Task item: Write out every single entry exactly.

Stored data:

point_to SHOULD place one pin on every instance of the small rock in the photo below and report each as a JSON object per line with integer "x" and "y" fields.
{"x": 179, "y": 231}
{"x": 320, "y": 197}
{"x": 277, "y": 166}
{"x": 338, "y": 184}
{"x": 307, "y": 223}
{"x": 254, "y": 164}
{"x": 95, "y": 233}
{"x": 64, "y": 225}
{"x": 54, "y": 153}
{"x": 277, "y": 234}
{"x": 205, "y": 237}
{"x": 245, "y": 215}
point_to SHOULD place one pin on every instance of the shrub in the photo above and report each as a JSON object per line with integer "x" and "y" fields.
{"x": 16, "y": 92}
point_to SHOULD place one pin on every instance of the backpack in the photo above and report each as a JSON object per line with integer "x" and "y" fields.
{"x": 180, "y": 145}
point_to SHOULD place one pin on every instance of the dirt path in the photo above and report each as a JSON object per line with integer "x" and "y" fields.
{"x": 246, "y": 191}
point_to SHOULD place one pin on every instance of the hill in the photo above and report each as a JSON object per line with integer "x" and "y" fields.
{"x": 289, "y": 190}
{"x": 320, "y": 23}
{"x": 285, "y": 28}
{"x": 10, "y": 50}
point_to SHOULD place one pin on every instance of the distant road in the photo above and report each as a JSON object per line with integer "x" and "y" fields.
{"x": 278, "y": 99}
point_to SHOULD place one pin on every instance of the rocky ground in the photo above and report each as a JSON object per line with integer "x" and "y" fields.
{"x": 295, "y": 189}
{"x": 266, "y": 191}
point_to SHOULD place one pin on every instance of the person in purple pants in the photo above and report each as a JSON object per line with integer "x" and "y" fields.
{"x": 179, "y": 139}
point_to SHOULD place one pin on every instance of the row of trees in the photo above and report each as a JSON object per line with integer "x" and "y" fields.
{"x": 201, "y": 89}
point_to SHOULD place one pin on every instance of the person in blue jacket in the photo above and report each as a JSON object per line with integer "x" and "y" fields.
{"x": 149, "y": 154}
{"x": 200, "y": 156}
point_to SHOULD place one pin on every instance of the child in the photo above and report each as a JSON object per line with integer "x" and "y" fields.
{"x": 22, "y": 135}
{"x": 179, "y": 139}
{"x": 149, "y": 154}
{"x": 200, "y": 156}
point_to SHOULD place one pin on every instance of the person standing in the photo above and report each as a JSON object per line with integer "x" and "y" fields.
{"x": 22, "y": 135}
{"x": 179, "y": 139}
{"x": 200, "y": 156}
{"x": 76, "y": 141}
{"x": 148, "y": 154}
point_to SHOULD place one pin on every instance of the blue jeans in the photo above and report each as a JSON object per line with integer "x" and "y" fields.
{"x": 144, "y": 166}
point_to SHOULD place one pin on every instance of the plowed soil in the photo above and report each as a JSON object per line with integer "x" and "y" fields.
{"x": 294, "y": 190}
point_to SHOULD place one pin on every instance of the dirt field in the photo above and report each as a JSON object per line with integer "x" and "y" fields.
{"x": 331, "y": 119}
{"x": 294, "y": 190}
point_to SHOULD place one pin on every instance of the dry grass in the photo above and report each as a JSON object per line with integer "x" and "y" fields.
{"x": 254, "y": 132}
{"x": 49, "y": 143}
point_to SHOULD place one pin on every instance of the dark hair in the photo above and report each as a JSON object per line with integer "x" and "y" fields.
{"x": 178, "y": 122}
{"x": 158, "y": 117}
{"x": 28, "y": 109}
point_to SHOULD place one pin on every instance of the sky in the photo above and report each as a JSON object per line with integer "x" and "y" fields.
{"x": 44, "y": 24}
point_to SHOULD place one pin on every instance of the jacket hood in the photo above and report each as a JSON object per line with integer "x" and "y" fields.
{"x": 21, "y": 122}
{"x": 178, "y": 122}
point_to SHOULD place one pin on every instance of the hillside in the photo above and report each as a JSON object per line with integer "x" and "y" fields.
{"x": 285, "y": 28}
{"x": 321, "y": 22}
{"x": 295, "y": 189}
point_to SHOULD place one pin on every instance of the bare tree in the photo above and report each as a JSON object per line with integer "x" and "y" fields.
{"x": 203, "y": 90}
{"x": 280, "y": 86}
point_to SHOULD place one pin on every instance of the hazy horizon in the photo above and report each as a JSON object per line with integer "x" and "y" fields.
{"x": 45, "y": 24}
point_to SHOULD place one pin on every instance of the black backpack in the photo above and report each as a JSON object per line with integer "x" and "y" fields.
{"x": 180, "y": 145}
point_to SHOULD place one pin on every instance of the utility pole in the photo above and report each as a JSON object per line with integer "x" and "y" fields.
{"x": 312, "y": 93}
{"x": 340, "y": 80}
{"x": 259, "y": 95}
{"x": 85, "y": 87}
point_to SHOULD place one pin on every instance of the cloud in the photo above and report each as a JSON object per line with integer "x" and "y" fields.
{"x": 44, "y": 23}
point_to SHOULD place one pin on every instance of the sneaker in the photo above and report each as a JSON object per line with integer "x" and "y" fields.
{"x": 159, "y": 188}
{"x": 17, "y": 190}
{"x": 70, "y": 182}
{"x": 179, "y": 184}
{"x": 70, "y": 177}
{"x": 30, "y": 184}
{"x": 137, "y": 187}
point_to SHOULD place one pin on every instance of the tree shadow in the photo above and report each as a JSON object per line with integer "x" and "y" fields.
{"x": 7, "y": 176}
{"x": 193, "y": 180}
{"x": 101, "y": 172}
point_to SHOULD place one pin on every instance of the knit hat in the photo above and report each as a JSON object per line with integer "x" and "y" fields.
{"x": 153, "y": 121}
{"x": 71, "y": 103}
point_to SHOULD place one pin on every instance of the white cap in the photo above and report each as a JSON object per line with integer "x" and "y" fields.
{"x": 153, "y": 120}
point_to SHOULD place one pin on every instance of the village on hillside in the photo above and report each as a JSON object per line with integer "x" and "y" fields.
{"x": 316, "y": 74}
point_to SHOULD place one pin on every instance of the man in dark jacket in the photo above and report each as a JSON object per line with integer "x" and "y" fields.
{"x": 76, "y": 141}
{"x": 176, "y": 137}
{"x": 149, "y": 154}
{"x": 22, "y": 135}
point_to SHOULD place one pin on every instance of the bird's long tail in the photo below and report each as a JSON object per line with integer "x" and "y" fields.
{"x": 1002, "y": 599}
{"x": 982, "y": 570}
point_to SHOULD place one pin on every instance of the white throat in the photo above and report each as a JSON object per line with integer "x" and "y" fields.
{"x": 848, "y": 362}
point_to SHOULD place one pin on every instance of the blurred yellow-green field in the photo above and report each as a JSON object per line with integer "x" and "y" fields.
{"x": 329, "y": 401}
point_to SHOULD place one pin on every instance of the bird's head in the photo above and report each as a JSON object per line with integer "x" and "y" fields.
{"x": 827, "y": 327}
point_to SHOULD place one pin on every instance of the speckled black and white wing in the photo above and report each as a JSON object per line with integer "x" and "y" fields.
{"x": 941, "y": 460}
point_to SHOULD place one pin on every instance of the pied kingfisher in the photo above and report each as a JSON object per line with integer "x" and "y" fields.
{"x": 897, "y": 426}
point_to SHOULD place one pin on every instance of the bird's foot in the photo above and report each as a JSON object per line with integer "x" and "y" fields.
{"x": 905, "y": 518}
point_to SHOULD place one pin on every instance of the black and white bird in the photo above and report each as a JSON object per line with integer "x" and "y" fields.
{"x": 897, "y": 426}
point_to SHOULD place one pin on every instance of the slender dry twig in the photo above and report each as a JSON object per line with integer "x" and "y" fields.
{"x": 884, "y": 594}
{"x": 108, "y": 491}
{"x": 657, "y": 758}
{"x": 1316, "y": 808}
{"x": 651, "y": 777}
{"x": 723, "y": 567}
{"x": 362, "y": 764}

Exercise answer:
point_to SHOULD place one pin on every instance of the small rock in the photo below and report each as a JSON object per line with integer "x" and "y" fields.
{"x": 179, "y": 231}
{"x": 320, "y": 197}
{"x": 277, "y": 166}
{"x": 338, "y": 184}
{"x": 307, "y": 223}
{"x": 254, "y": 164}
{"x": 95, "y": 233}
{"x": 64, "y": 225}
{"x": 54, "y": 153}
{"x": 277, "y": 234}
{"x": 205, "y": 237}
{"x": 245, "y": 215}
point_to SHOULD place one pin on every instance of the shrub in the photo above and report each as a JSON object per line with integer "x" and "y" fields.
{"x": 16, "y": 92}
point_to SHOULD place one pin on every instance of the backpack in the photo above and report each as a JSON object per line with integer "x" and "y" fields.
{"x": 180, "y": 145}
point_to SHOULD place one pin on every instance of the dirt path in the photo above and report each as a JSON object per line with integer "x" and "y" fields.
{"x": 246, "y": 191}
point_to SHOULD place one pin on every instance of the hill in the photo above and report each as a JSON object per line with integer "x" and "y" fields.
{"x": 289, "y": 190}
{"x": 320, "y": 23}
{"x": 285, "y": 28}
{"x": 10, "y": 50}
point_to SHOULD place one pin on every instance of the distant road in the photo above and report each as a JSON object per line with integer "x" and "y" fields.
{"x": 278, "y": 99}
point_to SHOULD place one pin on every instance of the rocky ground in the photo above and report each as a JSON object per line with integer "x" and "y" fields.
{"x": 295, "y": 189}
{"x": 266, "y": 191}
point_to SHOULD place one pin on every instance of the person in purple pants in the photo above and report each as a JSON object per line with integer "x" and "y" fields.
{"x": 179, "y": 139}
point_to SHOULD place one pin on every instance of the row of trees in the photo above and report each as a JSON object per line with integer "x" and "y" fields.
{"x": 201, "y": 89}
point_to SHOULD place one pin on every instance of the person in blue jacket in the photo above and report each as a JSON object per line with integer "x" and "y" fields.
{"x": 149, "y": 154}
{"x": 200, "y": 156}
point_to SHOULD place one pin on every instance of the child in the photo above and report each as a JSON object per line with integer "x" and "y" fields.
{"x": 22, "y": 135}
{"x": 179, "y": 139}
{"x": 149, "y": 154}
{"x": 200, "y": 156}
point_to SHOULD place one pin on every instance of the person standing in the photo above and report each as a JSON object per line with integer "x" and "y" fields.
{"x": 22, "y": 135}
{"x": 179, "y": 139}
{"x": 200, "y": 156}
{"x": 76, "y": 141}
{"x": 148, "y": 154}
point_to SHOULD place one pin on every instance of the blue jeans in the photo above and report each as a JSON object per line with integer "x" and "y" fields.
{"x": 144, "y": 166}
point_to SHOULD place one pin on every instance of the plowed soil in the photo above and report each as a JSON object per line with integer "x" and "y" fields.
{"x": 294, "y": 190}
point_to SHOULD place one pin on every instance of the dirt field in the photo above and report each as a JSON object per line with integer "x" and "y" fields.
{"x": 331, "y": 119}
{"x": 294, "y": 190}
point_to SHOULD place one pin on every instance of the dry grass in the photo above and report each as a JSON object per line with integer "x" and "y" fields.
{"x": 254, "y": 132}
{"x": 49, "y": 143}
point_to SHOULD place one pin on every instance of the dark hair in the photo above and report each as a JSON object per line with integer "x" and "y" fields.
{"x": 178, "y": 122}
{"x": 158, "y": 117}
{"x": 28, "y": 109}
point_to SHOULD place one pin on every instance of the sky in the photo above and report each as a JSON object per line with integer "x" and "y" fields.
{"x": 44, "y": 24}
point_to SHOULD place one pin on every instance of the jacket hood in the photo above and report each as a JSON object per line with integer "x" and "y" fields.
{"x": 21, "y": 122}
{"x": 178, "y": 122}
point_to SHOULD place one pin on every instance of the hillside in the photo above and report each as a JSON object per line with integer "x" and "y" fields.
{"x": 285, "y": 28}
{"x": 321, "y": 22}
{"x": 295, "y": 189}
point_to SHOULD place one pin on every instance of the bare tree in the photo above and report each as a JSON object per line with integer "x" and "y" fields.
{"x": 203, "y": 90}
{"x": 280, "y": 86}
point_to SHOULD place one pin on every instance of the hazy horizon in the photo above and report each as a JSON object per line with integer "x" and "y" fields.
{"x": 45, "y": 24}
point_to SHOULD place one pin on every instance of the black backpack in the photo above and report each as a JSON object per line with integer "x" and "y" fields.
{"x": 180, "y": 145}
point_to SHOULD place one pin on every instance of the utility pole in the photo above and report each as a JSON object per line with integer "x" and "y" fields.
{"x": 312, "y": 93}
{"x": 340, "y": 80}
{"x": 259, "y": 95}
{"x": 85, "y": 87}
point_to SHOULD place one pin on every instance of the cloud in the photo above and report each as a JSON object per line with integer "x" and "y" fields.
{"x": 44, "y": 23}
point_to SHOULD place one pin on every instance of the sneaker in the photo above and report each as a JSON object per line with integer "x" and "y" fields.
{"x": 159, "y": 188}
{"x": 17, "y": 190}
{"x": 70, "y": 182}
{"x": 179, "y": 184}
{"x": 70, "y": 177}
{"x": 30, "y": 184}
{"x": 137, "y": 187}
point_to SHOULD place one pin on every instance of the tree shadow in the photo above and report each as a JSON object per line with integer "x" and "y" fields.
{"x": 7, "y": 176}
{"x": 193, "y": 180}
{"x": 101, "y": 172}
point_to SHOULD place one pin on every instance of the knit hat in the photo above and report each as a JSON object per line with integer "x" and "y" fields.
{"x": 153, "y": 121}
{"x": 71, "y": 103}
point_to SHOULD place one pin on every instance of the white cap in the photo above and report each as a JSON object per line with integer "x" and "y" fields.
{"x": 153, "y": 120}
point_to SHOULD place one pin on every instance of the village on hillside in the photo above and report each as a JSON object per line with integer "x" and "y" fields.
{"x": 316, "y": 74}
point_to SHOULD place one pin on every instance of the man in dark jacket in the photo above and report each as a JSON object per line with integer "x" and "y" fields.
{"x": 76, "y": 141}
{"x": 176, "y": 137}
{"x": 149, "y": 154}
{"x": 22, "y": 135}
point_to SHOULD place one pin on every instance of the bird's long tail in the photo below and report each as a JSON object per line with integer "x" and "y" fields.
{"x": 1002, "y": 599}
{"x": 982, "y": 570}
point_to SHOULD place one pin on every instance of the white throat in the photo above and report each as a JSON object per line with integer "x" and "y" fields.
{"x": 848, "y": 362}
point_to SHOULD place one pin on every instance of the blurred yellow-green field in the photo above and report each as a JSON object per line with integer "x" and "y" fields.
{"x": 329, "y": 401}
point_to SHOULD place one pin on every instance of the bird's head in the photo above and report each as a JSON object per line with integer "x" and "y" fields.
{"x": 827, "y": 327}
point_to SHOULD place one pin on every instance of the speckled black and white wing in the photo above and report each as a JSON object per line with integer "x" and "y" fields.
{"x": 941, "y": 460}
point_to SHOULD place one pin on every instance of the pied kingfisher in the photo above and report each as a JSON object per line with integer "x" and "y" fields.
{"x": 897, "y": 426}
point_to SHOULD place one pin on every instance of the bird's foot in the photo above and report each as a JSON object per line with integer "x" and "y" fields.
{"x": 905, "y": 518}
point_to SHOULD place one pin on every instance of the black and white bird in the photo above and report each as a JSON object per line with integer "x" and "y" fields.
{"x": 897, "y": 426}
point_to SHOULD place one pin on every instance of the slender dry twig in the photo above and report each as a JSON object per line with integer "x" and "y" fields.
{"x": 884, "y": 594}
{"x": 108, "y": 491}
{"x": 657, "y": 758}
{"x": 1316, "y": 808}
{"x": 651, "y": 777}
{"x": 723, "y": 567}
{"x": 362, "y": 764}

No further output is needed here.